▸ What to do:
(1) Answer each question from the stink bug article:
(a) Besides the home's living areas, what three hiding places do stink bugs seek out?
(b) Where are the glands that produce their odor located?
(c) What does the article suggest using to seal gaps underneath outside doors?
(2) List every method of dealing with stink bugs that the stink bug article says should be avoided or has a drawback.

▸ Document passage:
When the warmer weather starts to arrive, large green or brown bugs known as stink bugs may appear, crawling on walls, or flying around the windows in your home.
If you live in a drafty old house, you’re likely seeing them just about everywhere, now that the sun has become brighter and stronger.
If you don’t know what they are, you might swat at them, or step on them, but as soon as you do, you’ll know what you’re messing with, thanks to the horribly unpleasant smell.
These pesky little creatures stay hidden throughout the winter, but when springtime arrives, they start to move around, looking for a way out, and in the process, they often come inside one’s home. They also seek out hiding places in attics, crawl spaces, and inside of wall voids.
The bugs are rather big and have an oval shape – and, are quite aptly named, from the odor of the chemical that’s produced in glands that are on their abdomen – that awful smell is believed to be a defense against predators. As you probably know, it does a pretty good job.
When it comes to stink bug invasions, the most effective method for controlling them is prevention.
Ideally, you should make a thorough inspection of the exterior of your home before they’re allowed to overwinter. Check doors and windows for cracks and torn screens, and consider using weather stripping to help seal any gaps underneath outside doors. Also inspect attic and crawl space vents for torn or missing screens.
Of course, if you’re past the prevention point, what do you do?
Obviously, swatting and stepping on them is something best avoided, and pesticides come with their own set of, often worse, problems – after all, you don’t want harmful chemicals invading your home either.
Many people decide to vacuum stink bugs away, but that may cause them to release their foul stench in the vacuum cleaner.
While you might think you’re out of luck – there are some effective, natural options you can use for getting rid of those annoying, smelly stink bugs.
1. Seal all access points now
If you haven’t already, the first thing you need to do is seal up all access points so no more stink bugs get in. Fill up all of those cracks and gaps, as mentioned previously, consider exhaust fans, ceiling lights and the backsides of baseboards too.
2. Remove obvious stink bugs
Anytime you see a stink bug, remove it by picking it up in a paper towel or plastic bag and flushing it down the toilet. Be extra careful not to squeeze it, or that bad odor will be released.

▸ Record list:
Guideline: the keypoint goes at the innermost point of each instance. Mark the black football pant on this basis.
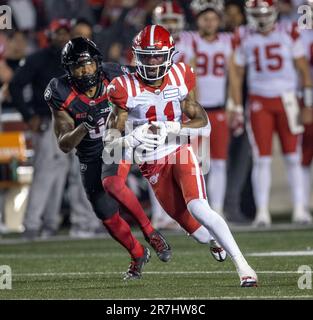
(92, 173)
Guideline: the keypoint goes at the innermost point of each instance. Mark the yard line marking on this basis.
(281, 253)
(53, 274)
(119, 254)
(227, 297)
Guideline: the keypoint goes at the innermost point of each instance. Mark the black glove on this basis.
(94, 114)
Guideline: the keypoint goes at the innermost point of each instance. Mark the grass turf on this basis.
(92, 269)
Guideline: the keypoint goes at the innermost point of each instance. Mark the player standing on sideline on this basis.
(272, 56)
(307, 140)
(171, 16)
(79, 106)
(211, 54)
(160, 92)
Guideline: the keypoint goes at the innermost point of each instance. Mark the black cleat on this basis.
(160, 245)
(136, 265)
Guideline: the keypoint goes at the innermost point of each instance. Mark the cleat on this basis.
(262, 219)
(301, 216)
(248, 278)
(247, 282)
(160, 245)
(136, 266)
(218, 252)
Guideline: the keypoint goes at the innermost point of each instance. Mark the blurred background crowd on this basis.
(59, 199)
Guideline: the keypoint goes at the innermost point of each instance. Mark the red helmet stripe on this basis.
(152, 28)
(175, 74)
(169, 7)
(132, 84)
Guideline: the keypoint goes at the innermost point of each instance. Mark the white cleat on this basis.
(301, 216)
(218, 252)
(262, 219)
(248, 277)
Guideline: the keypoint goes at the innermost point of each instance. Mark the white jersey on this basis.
(307, 39)
(145, 104)
(269, 59)
(183, 47)
(211, 60)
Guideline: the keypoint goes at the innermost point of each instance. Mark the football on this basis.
(153, 129)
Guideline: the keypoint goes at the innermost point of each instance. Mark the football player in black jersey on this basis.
(79, 106)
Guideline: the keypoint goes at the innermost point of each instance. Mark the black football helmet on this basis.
(80, 51)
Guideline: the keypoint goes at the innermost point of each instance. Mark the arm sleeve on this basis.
(190, 78)
(117, 94)
(53, 97)
(238, 49)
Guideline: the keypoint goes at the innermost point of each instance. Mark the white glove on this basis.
(171, 127)
(237, 123)
(140, 136)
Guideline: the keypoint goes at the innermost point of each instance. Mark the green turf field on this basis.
(89, 269)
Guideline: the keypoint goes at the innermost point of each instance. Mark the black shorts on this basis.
(92, 174)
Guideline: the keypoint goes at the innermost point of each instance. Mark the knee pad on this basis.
(202, 235)
(113, 184)
(103, 205)
(292, 159)
(262, 161)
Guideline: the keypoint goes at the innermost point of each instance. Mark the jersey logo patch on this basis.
(48, 94)
(170, 93)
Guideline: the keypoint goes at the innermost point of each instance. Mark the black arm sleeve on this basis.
(113, 70)
(55, 94)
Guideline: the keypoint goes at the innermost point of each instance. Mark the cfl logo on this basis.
(5, 277)
(5, 17)
(306, 19)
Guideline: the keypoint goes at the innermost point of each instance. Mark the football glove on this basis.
(169, 127)
(94, 114)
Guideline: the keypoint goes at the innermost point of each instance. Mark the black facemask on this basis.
(87, 82)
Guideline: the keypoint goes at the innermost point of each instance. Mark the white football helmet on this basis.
(200, 6)
(261, 14)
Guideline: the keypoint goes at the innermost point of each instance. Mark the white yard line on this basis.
(281, 254)
(61, 274)
(231, 298)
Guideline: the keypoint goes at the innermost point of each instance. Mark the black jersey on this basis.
(61, 95)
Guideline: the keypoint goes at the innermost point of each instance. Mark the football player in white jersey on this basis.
(171, 16)
(272, 55)
(211, 53)
(307, 140)
(160, 92)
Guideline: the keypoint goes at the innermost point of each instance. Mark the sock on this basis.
(119, 230)
(306, 175)
(159, 216)
(217, 184)
(118, 189)
(216, 225)
(261, 181)
(294, 173)
(202, 235)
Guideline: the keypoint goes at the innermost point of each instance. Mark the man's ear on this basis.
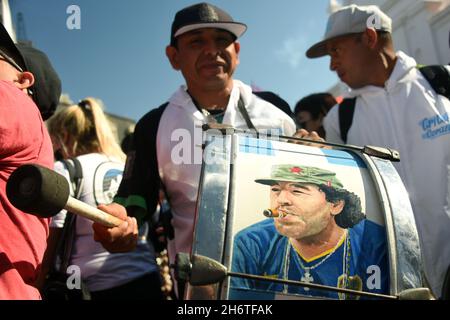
(172, 55)
(24, 80)
(370, 38)
(337, 207)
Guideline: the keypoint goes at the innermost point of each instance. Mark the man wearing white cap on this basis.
(395, 106)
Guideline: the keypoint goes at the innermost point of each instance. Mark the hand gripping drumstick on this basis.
(43, 192)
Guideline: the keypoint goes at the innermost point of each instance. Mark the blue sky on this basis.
(118, 55)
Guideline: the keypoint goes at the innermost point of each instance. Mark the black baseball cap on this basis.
(204, 15)
(46, 89)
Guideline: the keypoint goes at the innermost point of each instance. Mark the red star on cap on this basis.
(296, 170)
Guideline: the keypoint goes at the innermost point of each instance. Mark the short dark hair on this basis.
(317, 104)
(351, 213)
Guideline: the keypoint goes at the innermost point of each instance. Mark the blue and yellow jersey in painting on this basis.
(359, 261)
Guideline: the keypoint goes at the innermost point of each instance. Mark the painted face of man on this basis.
(206, 57)
(304, 210)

▸ Solutions to each task:
(1)
(a) Attics, crawl spaces, and inside of wall voids.
(b) On their abdomen.
(c) Weather stripping.

(2) Swatting them, stepping on them, using pesticides, and vacuuming them.